Travail demandé:
**a.** D'après le texte sur les usines à publications, par quels canaux ces usines font-elles la promotion des faux articles une fois finalisés ?
**b.** Poursuivez, s'il vous plaît, le texte sur les usines à publications à partir de sa dernière phrase.

Texte du document:

+++

Ces serial-fraudeurs ne manquent pas de matière pour produire des faux articles à la chaîne : “Il existe, par exemple, des dizaines de milliers de thèses d’étudiants qui sont accessibles librement en ligne”, souligne Nick H. Wise.

Ce secteur a pris son envol avec le développement d’internet au début des années 2000. Des entreprises ont d’abord développé des logiciels pour automatiser le processus de copié-collé. Puis, ils ont perfectionné leurs outils pour, par exemple, paraphraser les travaux scientifiques au lieu de faire du simple plagiat. L’avènement des IA comme ChatGPT leur permet de produire plus et plus vite. Ces algorithmes “peuvent produire en une dizaine de minutes des articles susceptibles d’être acceptés par les revues les moins regardantes et sérieuses”, estime Rizqy Amelia Zein.

Une fois que les faux articles sont finalisés, les “usines à publications” “en font la promotion sur des groupes Facebook ou dans des boucles WhatsApp et Telegram et demandent qui voudraient être cité comme auteur pour tel ou tel papier”, détaille Rizqy Amelia Zein.

Des prix pouvant aller jusqu’à 25 000 dollars

Vient alors la question du prix. “Une citation dans un article présenté seulement lors d’une conférence peut coûter une cinquantaine d’euros, et être l’un des auteurs publié dans une revue de premier plan pour être facturé plus de 1 000 euros”, souligne Nick H. Wise.

+++

Entrées de données:

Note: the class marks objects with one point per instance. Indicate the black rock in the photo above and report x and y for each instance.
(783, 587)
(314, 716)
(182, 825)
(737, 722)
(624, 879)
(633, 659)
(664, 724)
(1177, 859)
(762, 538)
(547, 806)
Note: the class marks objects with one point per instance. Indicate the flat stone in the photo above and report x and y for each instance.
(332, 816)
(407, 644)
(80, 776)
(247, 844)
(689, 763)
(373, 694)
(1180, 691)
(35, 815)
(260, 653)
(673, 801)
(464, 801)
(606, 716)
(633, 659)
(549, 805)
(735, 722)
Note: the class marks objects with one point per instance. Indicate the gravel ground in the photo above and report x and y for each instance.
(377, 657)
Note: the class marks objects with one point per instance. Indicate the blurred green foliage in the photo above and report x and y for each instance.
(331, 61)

+++

Résultats des tâches:
**a.** Sur des groupes Facebook et dans des boucles WhatsApp et Telegram.

**b.**
Pour augmenter les chances de glisser l’un de leurs faux articles dans des publications prestigieuses, ces “usines à publications” sont prêtes à tout ou presque. Elles peuvent corrompre des relecteurs, fournir leurs propres relecteurs (certaines revues qui n’ont pas de spécialistes sous la main peuvent demander aux auteurs d’un article de leur suggérer des noms de relecteurs), ou alors elles s'appuient sur leurs propres agents "infiltrés" au sein des comités de relecture, expliquent les experts interrogés.

Parfois, les prix peuvent affoler les compteurs. Une “usine à publications” chinoise a pu demander plus de 25 000 dollars pour un article. “Il faut se rendre compte qu’à une époque – maintenant révolue – les autorités chinoises promettaient des bonus de 100 000 dollars à des scientifiques qui réussissaient à être publié dans Nature par exemple”, explique Anna Abalkina.

Danger pour la santé publique

Et cette “pression à la publication explique en très grande partie pourquoi cette industrie s’est tellement développée”, assure Enrico Bucci. “En Indonésie – un pays que j’ai étudié – le salaire de base d’un scientifique est très bas, et suffit à peine à vivre, mais pour chaque publication, il y a un nouveau bonus, et qu’importe la qualité de l’article écrit”, précise Rizqy Amelia Zein. “Être publié pour être important pour obtenir sa thèse, ou pour avoir des bourses de recherche”, ajoute Anna Abalkina.

Pour ces experts, “il faudra probablement réformer ces systèmes d’incitation sous peine de voir le secteur de l’édition s’effondrer sous le poids des ‘usines à publications’”, résume Enrico Bucci.

Et ce n’est pas qu’un problème pour le monde scientifique. “Si on ne peut plus avoir confiance dans les conclusions des études scientifiques, qui va-t-on croire ? S’il ne peut plus y avoir de consensus scientifiques, les politiques, comme Donald Trump aux États-Unis peuvent choisir ce qu’ils veulent pour justifier leur orientations politiques”, prévient Enrico Bucci.

Sans compter que “la recherche médicale est particulièrement touchée par ce phénomène”, assure Anna Abalkina. Ainsi “on estime qu’environ 14 % des tous les articles publiés dans le domaine de la recherche sur le cancer ont été écrits par des ‘usines à publication’”, souligne cette experte. Autrement dit, “il est possible que des traitements soient développés sur la base de fausses données. Franchement dans ces circonstances, j’ai sérieusement peur de tomber malade”, conclut-elle.